:: RECORDS SUPPLIED

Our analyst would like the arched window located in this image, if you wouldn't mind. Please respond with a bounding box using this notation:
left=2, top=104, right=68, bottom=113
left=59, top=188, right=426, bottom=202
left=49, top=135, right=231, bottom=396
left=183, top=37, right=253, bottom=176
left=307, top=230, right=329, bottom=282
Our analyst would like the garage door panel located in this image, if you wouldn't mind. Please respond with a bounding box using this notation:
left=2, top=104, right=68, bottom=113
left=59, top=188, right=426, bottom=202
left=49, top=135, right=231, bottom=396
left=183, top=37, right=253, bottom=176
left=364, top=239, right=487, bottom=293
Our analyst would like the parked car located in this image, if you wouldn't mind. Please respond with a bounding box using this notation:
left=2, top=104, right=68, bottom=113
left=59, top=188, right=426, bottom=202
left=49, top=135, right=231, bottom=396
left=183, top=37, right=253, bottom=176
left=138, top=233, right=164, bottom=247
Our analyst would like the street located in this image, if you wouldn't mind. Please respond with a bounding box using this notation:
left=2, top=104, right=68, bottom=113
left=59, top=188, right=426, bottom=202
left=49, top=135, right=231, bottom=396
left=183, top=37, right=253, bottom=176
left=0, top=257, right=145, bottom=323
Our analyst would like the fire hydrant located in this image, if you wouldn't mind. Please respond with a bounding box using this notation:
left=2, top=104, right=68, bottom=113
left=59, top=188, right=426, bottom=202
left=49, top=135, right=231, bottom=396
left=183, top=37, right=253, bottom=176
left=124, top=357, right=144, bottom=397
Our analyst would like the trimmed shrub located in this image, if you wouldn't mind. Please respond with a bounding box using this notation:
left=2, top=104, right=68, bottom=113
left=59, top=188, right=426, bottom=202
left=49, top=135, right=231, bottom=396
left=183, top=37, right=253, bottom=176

::::

Rewrite the stretch from the start of the entries through the line containing "left=0, top=257, right=145, bottom=323", requests included, and shift every bounding-box coordinate in the answers by -19. Keep the requests and their notation samples unchanged.

Our analyst would like the arched window located in this image, if you wouldn't mind. Please respond with a bounding box using this notation:
left=2, top=104, right=68, bottom=113
left=59, top=188, right=426, bottom=202
left=49, top=135, right=231, bottom=396
left=183, top=37, right=253, bottom=176
left=288, top=211, right=310, bottom=263
Our analyst would like the garage door panel located in this image, if you wouldn't mind. Please respond with a bounding box using this notation:
left=2, top=104, right=68, bottom=113
left=59, top=188, right=426, bottom=202
left=49, top=135, right=231, bottom=396
left=183, top=37, right=253, bottom=176
left=345, top=220, right=468, bottom=274
Our analyst would like the parked car located in this image, if you wouldn't mind. Please respond with a bounding box using this notation:
left=2, top=104, right=68, bottom=113
left=59, top=188, right=426, bottom=202
left=49, top=135, right=231, bottom=396
left=183, top=37, right=253, bottom=176
left=119, top=214, right=145, bottom=228
Our analyst would like the street located in this image, if you wouldn't mind. Please respond with a bounding box using this notation:
left=2, top=104, right=68, bottom=113
left=59, top=188, right=426, bottom=202
left=49, top=135, right=231, bottom=396
left=183, top=37, right=253, bottom=176
left=-19, top=238, right=126, bottom=304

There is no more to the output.